--- GOAL OF THE EXERCISE ---
The full set of records must be printed exactly as given.

━━━━━━━━━━━━━━━━━━━━

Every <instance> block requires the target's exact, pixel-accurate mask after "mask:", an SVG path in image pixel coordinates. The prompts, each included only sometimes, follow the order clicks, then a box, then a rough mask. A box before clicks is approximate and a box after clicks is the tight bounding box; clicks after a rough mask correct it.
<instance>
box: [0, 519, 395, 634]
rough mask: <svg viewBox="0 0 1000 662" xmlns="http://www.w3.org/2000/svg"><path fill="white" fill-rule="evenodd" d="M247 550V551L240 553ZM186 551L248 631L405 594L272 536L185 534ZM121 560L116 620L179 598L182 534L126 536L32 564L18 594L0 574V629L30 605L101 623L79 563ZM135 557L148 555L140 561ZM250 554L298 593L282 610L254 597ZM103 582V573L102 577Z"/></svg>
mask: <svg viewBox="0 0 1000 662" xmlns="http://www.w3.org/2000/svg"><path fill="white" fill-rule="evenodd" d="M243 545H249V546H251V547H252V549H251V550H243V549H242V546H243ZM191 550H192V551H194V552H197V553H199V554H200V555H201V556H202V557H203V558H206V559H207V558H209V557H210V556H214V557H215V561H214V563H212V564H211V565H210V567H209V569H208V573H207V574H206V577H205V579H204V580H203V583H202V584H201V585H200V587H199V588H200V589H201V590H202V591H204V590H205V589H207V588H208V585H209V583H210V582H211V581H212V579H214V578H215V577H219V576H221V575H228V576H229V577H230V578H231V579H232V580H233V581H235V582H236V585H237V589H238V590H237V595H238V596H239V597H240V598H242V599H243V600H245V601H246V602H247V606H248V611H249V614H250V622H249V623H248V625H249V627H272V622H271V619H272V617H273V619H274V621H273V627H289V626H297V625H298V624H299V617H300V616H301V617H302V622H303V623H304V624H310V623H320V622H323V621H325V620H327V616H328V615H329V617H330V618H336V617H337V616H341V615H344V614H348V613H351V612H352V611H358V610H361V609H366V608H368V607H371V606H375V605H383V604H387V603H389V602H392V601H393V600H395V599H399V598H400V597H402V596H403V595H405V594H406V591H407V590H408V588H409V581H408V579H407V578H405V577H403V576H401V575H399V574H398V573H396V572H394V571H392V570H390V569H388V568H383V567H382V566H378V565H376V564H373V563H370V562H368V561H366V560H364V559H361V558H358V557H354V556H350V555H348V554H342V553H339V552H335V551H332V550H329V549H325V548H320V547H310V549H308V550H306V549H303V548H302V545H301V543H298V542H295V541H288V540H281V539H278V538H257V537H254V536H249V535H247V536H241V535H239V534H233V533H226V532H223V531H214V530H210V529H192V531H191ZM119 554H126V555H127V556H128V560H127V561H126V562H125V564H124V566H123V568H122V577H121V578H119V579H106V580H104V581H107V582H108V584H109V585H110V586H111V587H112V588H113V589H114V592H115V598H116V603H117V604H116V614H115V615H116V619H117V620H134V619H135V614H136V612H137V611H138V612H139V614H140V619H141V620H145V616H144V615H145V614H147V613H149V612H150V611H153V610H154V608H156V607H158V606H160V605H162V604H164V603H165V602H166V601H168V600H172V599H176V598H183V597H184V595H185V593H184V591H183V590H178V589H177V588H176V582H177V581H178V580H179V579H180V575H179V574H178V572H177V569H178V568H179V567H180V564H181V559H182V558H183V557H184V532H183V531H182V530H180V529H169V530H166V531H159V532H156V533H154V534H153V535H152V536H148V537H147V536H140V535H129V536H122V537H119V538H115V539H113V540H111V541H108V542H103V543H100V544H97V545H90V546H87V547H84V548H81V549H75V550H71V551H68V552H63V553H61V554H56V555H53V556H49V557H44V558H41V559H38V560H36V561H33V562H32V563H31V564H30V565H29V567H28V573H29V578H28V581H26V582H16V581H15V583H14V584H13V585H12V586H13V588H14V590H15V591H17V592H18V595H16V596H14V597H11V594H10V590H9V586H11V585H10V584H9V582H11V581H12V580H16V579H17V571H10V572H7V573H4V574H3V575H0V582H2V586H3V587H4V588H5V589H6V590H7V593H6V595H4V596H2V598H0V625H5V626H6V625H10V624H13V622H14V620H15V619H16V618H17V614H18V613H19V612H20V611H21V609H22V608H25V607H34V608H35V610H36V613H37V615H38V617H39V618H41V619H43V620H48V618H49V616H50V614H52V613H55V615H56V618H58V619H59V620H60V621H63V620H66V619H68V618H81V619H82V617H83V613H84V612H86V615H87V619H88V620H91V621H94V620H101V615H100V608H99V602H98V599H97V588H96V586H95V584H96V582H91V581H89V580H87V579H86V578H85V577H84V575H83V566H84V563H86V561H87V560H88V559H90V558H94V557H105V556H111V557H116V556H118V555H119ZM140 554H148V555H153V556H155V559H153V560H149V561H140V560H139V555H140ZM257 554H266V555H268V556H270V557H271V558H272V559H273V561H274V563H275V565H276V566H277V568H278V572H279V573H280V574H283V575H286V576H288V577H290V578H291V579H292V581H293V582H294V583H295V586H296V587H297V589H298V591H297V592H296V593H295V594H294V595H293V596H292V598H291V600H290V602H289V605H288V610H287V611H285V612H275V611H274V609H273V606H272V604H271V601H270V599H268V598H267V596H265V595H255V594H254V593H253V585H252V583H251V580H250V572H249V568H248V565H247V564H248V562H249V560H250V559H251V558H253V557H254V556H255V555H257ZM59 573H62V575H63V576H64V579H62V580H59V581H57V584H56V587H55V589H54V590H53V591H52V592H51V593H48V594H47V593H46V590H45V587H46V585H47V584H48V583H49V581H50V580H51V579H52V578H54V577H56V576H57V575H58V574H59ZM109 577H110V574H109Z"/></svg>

━━━━━━━━━━━━━━━━━━━━

--- EXPECTED ANSWER ---
Every <instance> block requires the target's exact, pixel-accurate mask after "mask:", an SVG path in image pixel coordinates. The prompts, each included only sometimes, follow the order clicks, then a box, then a rough mask. A box before clicks is approximate and a box after clicks is the tight bounding box; clicks after a rough mask correct it.
<instance>
box: [0, 519, 395, 634]
rough mask: <svg viewBox="0 0 1000 662" xmlns="http://www.w3.org/2000/svg"><path fill="white" fill-rule="evenodd" d="M247 550V551L240 553ZM186 551L248 631L405 594L272 536L185 534ZM121 560L116 620L179 598L182 534L126 536L32 564L18 594L0 574V629L30 605L101 623L79 563ZM135 557L148 555L140 561ZM250 554L298 593L282 610L254 597ZM103 582V573L102 577Z"/></svg>
mask: <svg viewBox="0 0 1000 662" xmlns="http://www.w3.org/2000/svg"><path fill="white" fill-rule="evenodd" d="M243 545H249V546H251V547H252V549H251V550H243V549H242V546H243ZM191 550H192V551H194V552H197V553H199V554H200V555H201V556H202V557H203V558H206V559H207V558H209V557H210V556H214V557H215V561H214V563H212V564H211V565H210V567H209V569H208V573H207V574H206V577H205V579H204V580H203V583H202V584H201V585H200V587H199V588H200V589H201V590H202V591H204V590H205V589H207V588H208V585H209V583H210V582H211V581H212V579H214V578H215V577H219V576H221V575H228V576H229V577H230V578H231V579H232V580H233V581H235V582H236V585H237V589H238V590H237V595H238V596H239V597H240V598H242V599H243V600H245V601H246V602H247V606H248V611H249V614H250V622H249V623H248V625H249V627H272V622H271V619H272V617H273V619H274V621H273V627H289V626H297V625H298V624H299V617H300V616H301V617H302V622H303V623H304V624H310V623H320V622H323V621H325V620H327V616H328V615H329V617H330V618H336V617H337V616H341V615H344V614H348V613H351V612H352V611H358V610H361V609H366V608H368V607H371V606H375V605H383V604H387V603H389V602H392V601H393V600H395V599H399V598H400V597H402V596H403V595H405V594H406V591H407V590H408V588H409V581H408V579H407V578H405V577H403V576H401V575H399V574H398V573H396V572H394V571H392V570H390V569H388V568H383V567H382V566H378V565H376V564H373V563H370V562H368V561H366V560H364V559H361V558H358V557H354V556H350V555H348V554H342V553H339V552H335V551H332V550H329V549H325V548H320V547H310V549H308V550H306V549H303V548H302V545H301V543H298V542H295V541H288V540H281V539H278V538H257V537H254V536H249V535H247V536H241V535H239V534H233V533H226V532H223V531H214V530H210V529H192V531H191ZM119 554H126V555H127V556H128V560H127V561H126V562H125V564H124V566H123V568H122V577H121V578H119V579H106V580H104V581H107V582H108V584H109V585H110V586H111V587H112V588H113V589H114V592H115V598H116V603H117V604H116V614H115V615H116V619H117V620H134V619H135V614H136V612H137V611H138V612H139V614H140V619H141V620H145V616H144V615H145V614H147V613H149V612H150V611H153V610H154V608H156V607H158V606H160V605H162V604H164V603H165V602H166V601H168V600H172V599H176V598H183V597H184V595H185V593H184V591H183V590H178V589H177V588H176V582H177V581H178V580H179V579H180V575H179V574H178V572H177V569H178V568H179V567H180V564H181V559H182V558H183V557H184V532H183V531H182V530H180V529H169V530H166V531H159V532H156V533H154V534H153V535H152V536H148V537H147V536H140V535H129V536H122V537H119V538H115V539H113V540H111V541H108V542H103V543H100V544H97V545H90V546H87V547H84V548H81V549H75V550H71V551H68V552H63V553H61V554H56V555H53V556H49V557H44V558H41V559H38V560H36V561H33V562H32V563H31V564H30V565H29V567H28V573H29V578H28V581H26V582H16V581H15V583H14V584H13V585H12V586H13V588H14V590H15V591H17V592H18V595H16V596H14V597H11V594H10V590H9V586H11V585H10V584H9V582H11V581H12V580H16V579H17V571H10V572H7V573H4V574H3V575H0V582H2V586H3V587H4V588H5V589H6V590H7V593H6V595H4V596H2V598H0V625H5V626H6V625H10V624H13V622H14V620H15V619H16V618H17V614H18V613H19V612H20V611H21V609H22V608H25V607H34V608H35V610H36V613H37V615H38V617H39V618H41V619H43V620H48V618H49V616H50V614H52V613H55V615H56V618H58V619H59V620H60V621H63V620H66V619H68V618H81V619H82V617H83V613H84V612H86V615H87V619H88V620H91V621H94V620H101V615H100V608H99V602H98V599H97V588H96V586H95V584H96V582H91V581H89V580H87V579H86V578H85V577H84V575H83V566H84V563H86V561H87V560H88V559H90V558H94V557H105V556H111V557H116V556H118V555H119ZM140 554H148V555H153V556H155V559H153V560H149V561H140V560H139V555H140ZM257 554H266V555H268V556H270V557H271V558H272V559H273V561H274V563H275V565H276V566H277V568H278V572H279V573H280V574H283V575H286V576H288V577H290V578H291V579H292V581H293V582H294V583H295V586H296V587H297V589H298V591H297V592H296V593H295V594H294V595H293V596H292V598H291V600H290V602H289V605H288V610H287V611H285V612H275V611H274V609H273V606H272V604H271V601H270V599H268V598H267V596H265V595H255V594H254V593H253V585H252V583H251V580H250V572H249V568H248V565H247V564H248V562H249V560H250V559H251V558H253V557H254V556H255V555H257ZM59 573H62V575H63V576H64V579H62V580H59V581H57V584H56V587H55V589H54V590H53V591H52V592H51V593H48V594H47V593H46V590H45V587H46V585H47V584H48V583H49V581H50V580H51V579H52V578H54V577H56V576H57V575H58V574H59ZM109 577H110V574H109Z"/></svg>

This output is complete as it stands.